READING TEXT Start Marker

Singapore economy heading towards recession
Singapore economy heading towards recession – Singapore is heading toward a major slowdown and recession in the coming months. Singapore is a major financial hub of the world with it being the main financial hub for businesses in the Southeast Asia region.
Southeast Asia is quite badly hit by the Covid-19 outbreak and being in the region also means that with the slowdown in China and also the USA, trade will lessen. Trade is one of the main lifeblood for Singapore and companies in Singapore. Singapore is a major port in the region and this is also one of the things that will be greatly affected in the case of a recession.
Singapore is heading clearly towards a recession and heading there fast.
The Singapore government is coming up with a series of schemes to keep the economy going and also will be releasing more details on how to keep the economy going on with the slowdown in tourism, retail and eventually all parts of the economy.
One of the earlier schemes announced during the budget is the increase in working capital loan quantum from $300,000 to $600,000 and the government increasing its risk share from 50% to 80%. This is one of the few items that will definitely help to ease up the load on the SMEs in Singapore.
But with prolonged slowdown expected to reach all the corners of the economy, we are hoping that there will be more that the government will be able to do to help the economy to reboot and also cushion the fall.
Singaporeans will likely have to keep their pockets tighten and this will eventually lead to a general slowdown of the entire economy.

READING TEXT End Marker
STUDY MATERIAL Start Marker

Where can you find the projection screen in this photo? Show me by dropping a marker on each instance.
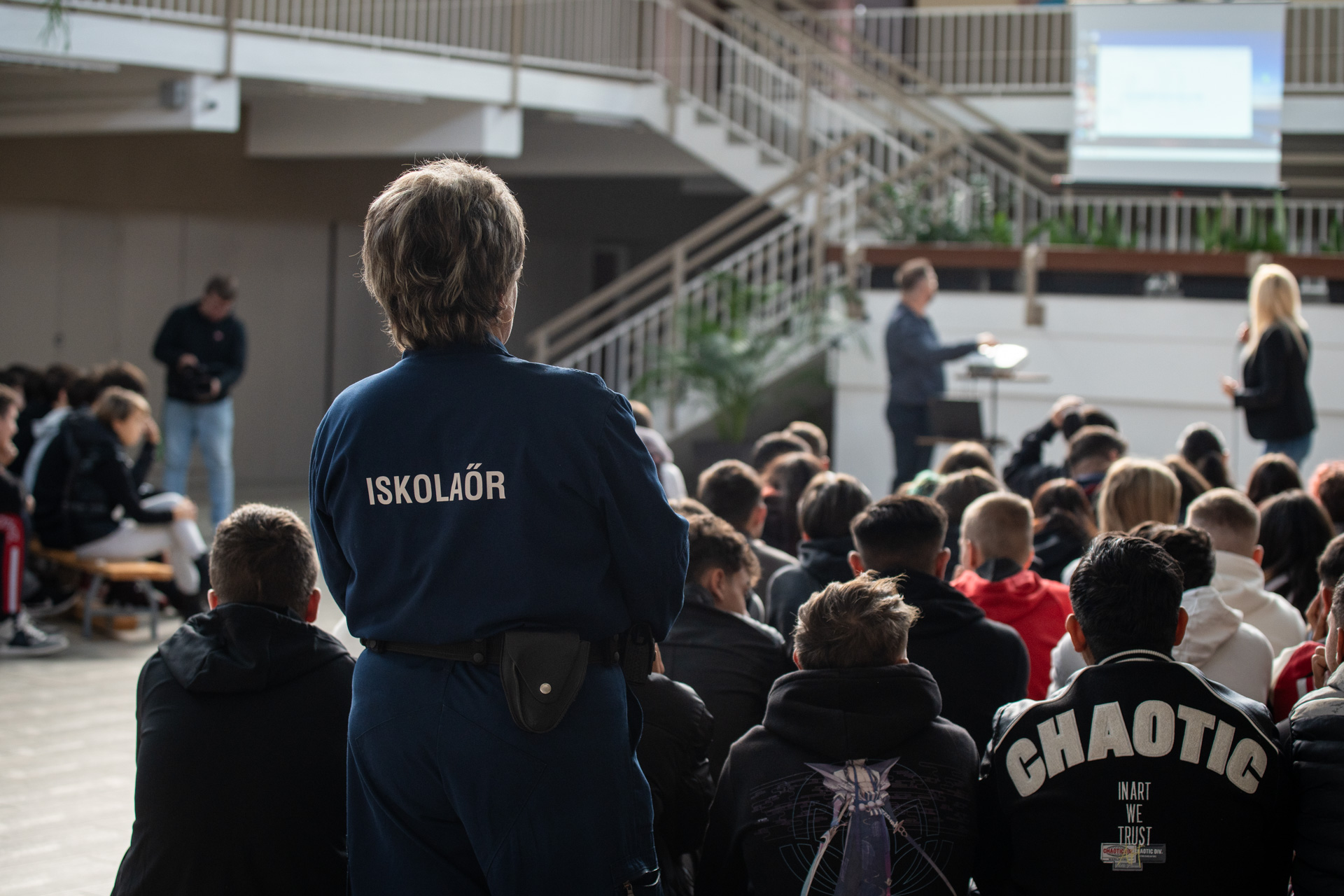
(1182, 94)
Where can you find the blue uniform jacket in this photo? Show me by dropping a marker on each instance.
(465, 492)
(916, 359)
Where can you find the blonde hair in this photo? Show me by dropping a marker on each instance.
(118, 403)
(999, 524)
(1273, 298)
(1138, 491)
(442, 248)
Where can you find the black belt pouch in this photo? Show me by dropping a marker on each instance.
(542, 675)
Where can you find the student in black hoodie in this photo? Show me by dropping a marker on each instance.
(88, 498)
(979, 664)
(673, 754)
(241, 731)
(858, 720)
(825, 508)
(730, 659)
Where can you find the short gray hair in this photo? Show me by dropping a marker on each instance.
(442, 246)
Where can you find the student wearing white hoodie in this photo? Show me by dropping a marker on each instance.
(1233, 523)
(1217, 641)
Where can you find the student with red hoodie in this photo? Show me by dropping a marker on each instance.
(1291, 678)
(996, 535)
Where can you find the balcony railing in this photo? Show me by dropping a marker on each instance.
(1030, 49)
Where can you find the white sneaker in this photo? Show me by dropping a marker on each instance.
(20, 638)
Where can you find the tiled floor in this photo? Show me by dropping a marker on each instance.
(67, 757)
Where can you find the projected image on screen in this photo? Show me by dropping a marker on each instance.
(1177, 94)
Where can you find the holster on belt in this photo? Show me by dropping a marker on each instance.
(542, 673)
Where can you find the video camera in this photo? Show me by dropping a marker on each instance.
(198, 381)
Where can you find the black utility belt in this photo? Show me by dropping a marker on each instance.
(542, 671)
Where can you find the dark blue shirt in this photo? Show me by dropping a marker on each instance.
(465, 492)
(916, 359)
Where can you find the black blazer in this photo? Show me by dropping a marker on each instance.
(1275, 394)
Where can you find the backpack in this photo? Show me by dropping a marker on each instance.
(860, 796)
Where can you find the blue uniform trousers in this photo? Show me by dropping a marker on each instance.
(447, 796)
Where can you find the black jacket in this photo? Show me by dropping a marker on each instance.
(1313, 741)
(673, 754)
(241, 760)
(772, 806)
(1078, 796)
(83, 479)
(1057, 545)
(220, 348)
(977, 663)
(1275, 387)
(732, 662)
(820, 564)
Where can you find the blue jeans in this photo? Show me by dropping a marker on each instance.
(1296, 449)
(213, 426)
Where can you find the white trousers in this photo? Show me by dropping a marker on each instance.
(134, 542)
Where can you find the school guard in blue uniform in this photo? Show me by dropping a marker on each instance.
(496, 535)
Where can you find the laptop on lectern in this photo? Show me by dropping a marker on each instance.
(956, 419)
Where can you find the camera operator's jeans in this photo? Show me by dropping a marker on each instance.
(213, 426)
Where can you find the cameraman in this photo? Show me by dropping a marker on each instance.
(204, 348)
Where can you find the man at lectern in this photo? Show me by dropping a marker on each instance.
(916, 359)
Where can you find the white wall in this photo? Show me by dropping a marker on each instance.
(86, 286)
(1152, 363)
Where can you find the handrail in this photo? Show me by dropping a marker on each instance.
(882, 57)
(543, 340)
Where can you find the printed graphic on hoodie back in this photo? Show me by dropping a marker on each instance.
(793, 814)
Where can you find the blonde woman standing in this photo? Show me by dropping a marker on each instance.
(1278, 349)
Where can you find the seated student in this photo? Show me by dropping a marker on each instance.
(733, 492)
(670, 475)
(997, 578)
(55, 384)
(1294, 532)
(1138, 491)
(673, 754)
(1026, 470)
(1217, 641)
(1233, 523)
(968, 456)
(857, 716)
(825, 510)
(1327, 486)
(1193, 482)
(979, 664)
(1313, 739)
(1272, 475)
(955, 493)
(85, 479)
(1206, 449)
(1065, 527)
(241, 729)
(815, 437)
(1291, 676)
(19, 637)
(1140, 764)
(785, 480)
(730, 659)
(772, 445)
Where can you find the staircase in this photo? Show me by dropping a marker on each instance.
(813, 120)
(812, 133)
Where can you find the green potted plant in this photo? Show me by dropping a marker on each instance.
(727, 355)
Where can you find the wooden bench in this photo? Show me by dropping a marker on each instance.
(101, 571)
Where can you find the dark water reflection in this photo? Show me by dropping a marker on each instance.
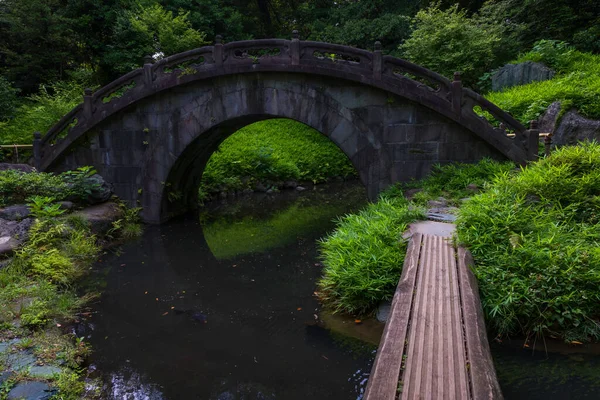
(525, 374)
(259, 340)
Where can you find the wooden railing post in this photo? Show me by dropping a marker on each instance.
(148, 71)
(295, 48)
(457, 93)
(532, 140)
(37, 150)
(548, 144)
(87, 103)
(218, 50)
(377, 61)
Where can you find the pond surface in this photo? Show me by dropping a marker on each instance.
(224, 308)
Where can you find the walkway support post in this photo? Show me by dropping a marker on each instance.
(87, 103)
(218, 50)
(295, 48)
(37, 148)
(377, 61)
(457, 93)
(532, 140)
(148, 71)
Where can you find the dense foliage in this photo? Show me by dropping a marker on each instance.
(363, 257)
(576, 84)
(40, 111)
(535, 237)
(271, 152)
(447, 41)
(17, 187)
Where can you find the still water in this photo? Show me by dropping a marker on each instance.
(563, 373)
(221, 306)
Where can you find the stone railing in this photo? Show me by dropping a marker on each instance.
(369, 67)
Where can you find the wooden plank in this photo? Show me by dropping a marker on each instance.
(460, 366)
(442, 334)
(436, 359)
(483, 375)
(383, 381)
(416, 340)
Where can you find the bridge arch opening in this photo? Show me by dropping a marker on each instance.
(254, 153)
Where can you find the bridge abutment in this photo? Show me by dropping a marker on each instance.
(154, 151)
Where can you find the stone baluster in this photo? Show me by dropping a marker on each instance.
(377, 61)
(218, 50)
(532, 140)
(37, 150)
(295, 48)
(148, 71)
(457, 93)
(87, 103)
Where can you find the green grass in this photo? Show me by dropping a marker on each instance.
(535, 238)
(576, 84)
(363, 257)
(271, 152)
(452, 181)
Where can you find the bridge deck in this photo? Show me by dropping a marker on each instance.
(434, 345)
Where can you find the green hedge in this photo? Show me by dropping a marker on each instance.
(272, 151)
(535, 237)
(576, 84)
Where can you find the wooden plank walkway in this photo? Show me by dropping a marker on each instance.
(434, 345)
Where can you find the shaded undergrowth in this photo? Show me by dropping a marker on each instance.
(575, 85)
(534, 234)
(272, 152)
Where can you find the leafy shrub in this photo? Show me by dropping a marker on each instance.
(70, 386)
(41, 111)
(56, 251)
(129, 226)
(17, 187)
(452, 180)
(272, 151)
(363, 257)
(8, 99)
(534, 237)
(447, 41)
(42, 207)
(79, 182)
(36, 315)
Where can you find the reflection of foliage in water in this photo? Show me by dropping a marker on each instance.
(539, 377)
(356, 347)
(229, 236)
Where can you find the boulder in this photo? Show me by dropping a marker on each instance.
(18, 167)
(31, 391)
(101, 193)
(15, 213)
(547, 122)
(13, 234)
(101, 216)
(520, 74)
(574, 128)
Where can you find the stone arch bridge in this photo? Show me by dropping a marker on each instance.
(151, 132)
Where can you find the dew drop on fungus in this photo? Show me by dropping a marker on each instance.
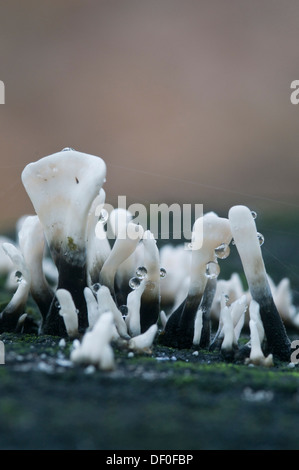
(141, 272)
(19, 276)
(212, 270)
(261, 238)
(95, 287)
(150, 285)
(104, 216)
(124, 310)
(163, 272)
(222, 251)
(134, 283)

STUDY MATERIAL End Marker
STUDY MATERIAL Start Marker

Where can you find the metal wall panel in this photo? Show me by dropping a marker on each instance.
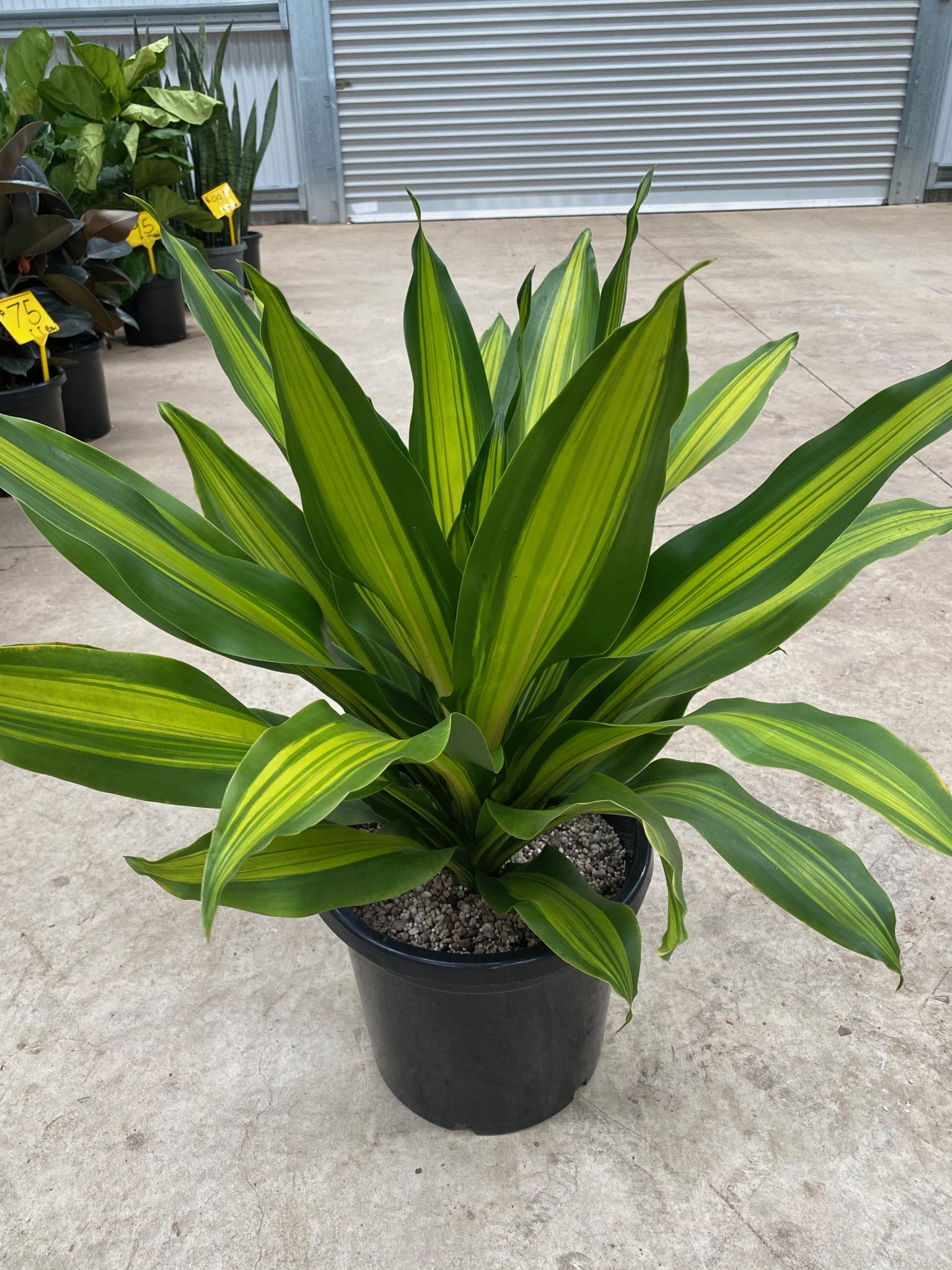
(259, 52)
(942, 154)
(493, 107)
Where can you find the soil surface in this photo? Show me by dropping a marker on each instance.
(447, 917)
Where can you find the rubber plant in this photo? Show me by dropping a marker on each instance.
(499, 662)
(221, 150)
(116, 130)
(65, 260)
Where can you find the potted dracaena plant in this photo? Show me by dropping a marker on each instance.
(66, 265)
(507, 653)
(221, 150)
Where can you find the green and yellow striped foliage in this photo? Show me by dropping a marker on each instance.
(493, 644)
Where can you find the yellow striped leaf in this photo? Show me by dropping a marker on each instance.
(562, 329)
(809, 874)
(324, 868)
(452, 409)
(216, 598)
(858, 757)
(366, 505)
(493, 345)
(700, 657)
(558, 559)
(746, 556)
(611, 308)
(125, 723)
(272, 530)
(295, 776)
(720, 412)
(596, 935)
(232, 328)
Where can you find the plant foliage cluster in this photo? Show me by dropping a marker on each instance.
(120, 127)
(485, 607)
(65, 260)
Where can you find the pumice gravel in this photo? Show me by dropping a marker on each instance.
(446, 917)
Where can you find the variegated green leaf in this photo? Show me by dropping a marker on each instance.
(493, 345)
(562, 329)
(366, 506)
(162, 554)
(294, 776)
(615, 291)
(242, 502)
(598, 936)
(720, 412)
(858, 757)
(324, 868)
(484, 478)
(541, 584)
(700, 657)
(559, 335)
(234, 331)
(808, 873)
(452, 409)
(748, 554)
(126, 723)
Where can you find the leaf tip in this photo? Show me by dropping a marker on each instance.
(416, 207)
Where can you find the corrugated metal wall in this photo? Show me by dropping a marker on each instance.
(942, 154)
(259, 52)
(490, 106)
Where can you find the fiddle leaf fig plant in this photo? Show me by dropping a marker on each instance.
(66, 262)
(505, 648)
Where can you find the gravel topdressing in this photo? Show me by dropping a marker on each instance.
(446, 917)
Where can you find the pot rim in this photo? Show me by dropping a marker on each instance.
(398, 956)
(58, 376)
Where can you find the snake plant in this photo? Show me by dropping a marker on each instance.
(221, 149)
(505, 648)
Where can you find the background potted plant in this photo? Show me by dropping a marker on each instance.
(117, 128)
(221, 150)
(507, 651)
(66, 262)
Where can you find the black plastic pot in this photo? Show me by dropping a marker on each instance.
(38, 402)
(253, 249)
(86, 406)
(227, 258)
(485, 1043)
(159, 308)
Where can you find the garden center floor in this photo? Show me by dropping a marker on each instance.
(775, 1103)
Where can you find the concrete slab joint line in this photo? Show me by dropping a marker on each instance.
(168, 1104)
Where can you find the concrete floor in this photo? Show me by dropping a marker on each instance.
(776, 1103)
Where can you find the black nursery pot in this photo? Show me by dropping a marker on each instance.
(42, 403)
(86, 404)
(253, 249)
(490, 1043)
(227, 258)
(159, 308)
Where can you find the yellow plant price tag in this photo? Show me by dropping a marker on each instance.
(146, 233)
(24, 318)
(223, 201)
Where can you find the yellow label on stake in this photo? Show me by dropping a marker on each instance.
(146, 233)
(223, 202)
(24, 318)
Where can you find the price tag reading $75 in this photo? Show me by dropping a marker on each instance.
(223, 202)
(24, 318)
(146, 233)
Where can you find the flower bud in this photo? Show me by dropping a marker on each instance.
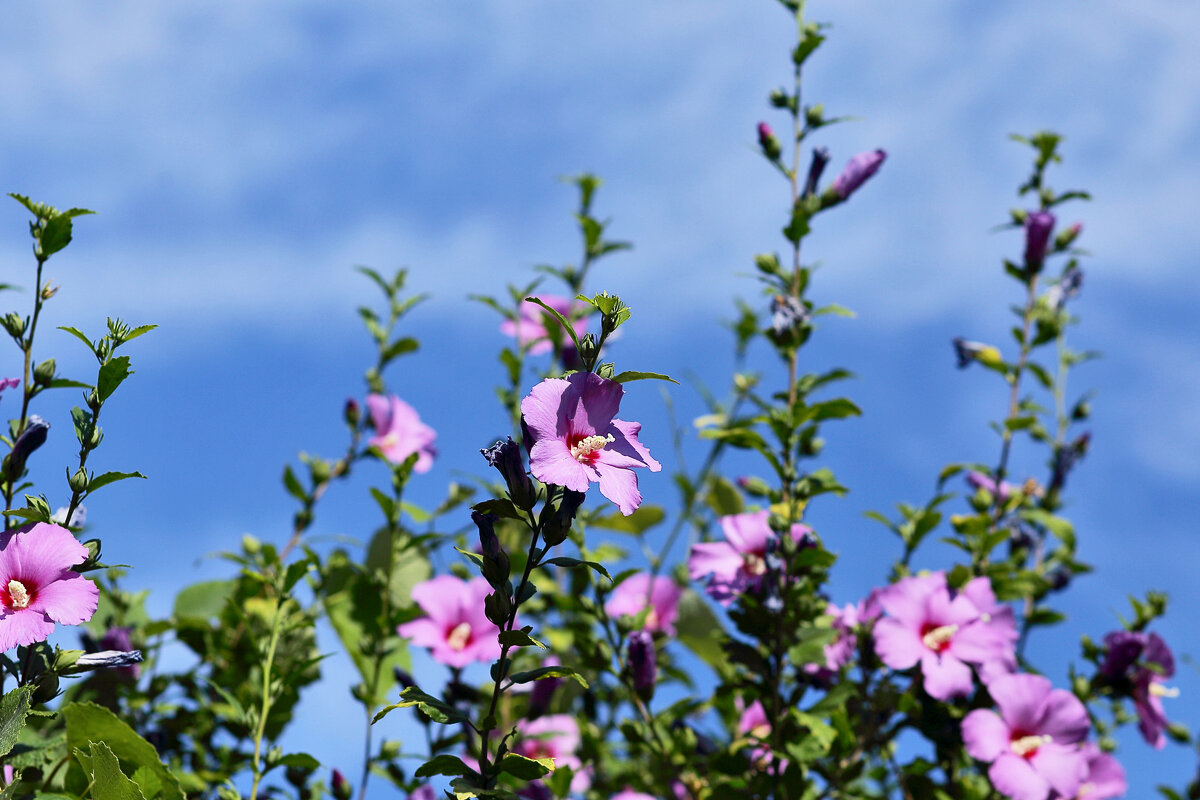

STUDY MATERIAL End Marker

◆ **EXPLORE THE MATERIAL**:
A: Answer these questions from the article on Singapore's economy:
(i) For businesses in which region is Singapore the main financial hub?
(ii) What does the article call one of the main lifeblood for Singapore and its companies?
(iii) To what amount was the working capital loan quantum increased?
B: Please reproduce the part of the article on Singapore's economy starting with "The Singapore government" and going on through "cushion the fall.".

◆ **EXERCISE RESULTS**:
A:
(i) The Southeast Asia region.
(ii) Trade.
(iii) $600,000 (up from $300,000).

B:
The Singapore government is coming up with a series of schemes to keep the economy going and also will be releasing more details on how to keep the economy going on with the slowdown in tourism, retail and eventually all parts of the economy.
One of the earlier schemes announced during the budget is the increase in working capital loan quantum from $300,000 to $600,000 and the government increasing its risk share from 50% to 80%. This is one of the few items that will definitely help to ease up the load on the SMEs in Singapore.
But with prolonged slowdown expected to reach all the corners of the economy, we are hoping that there will be more that the government will be able to do to help the economy to reboot and also cushion the fall.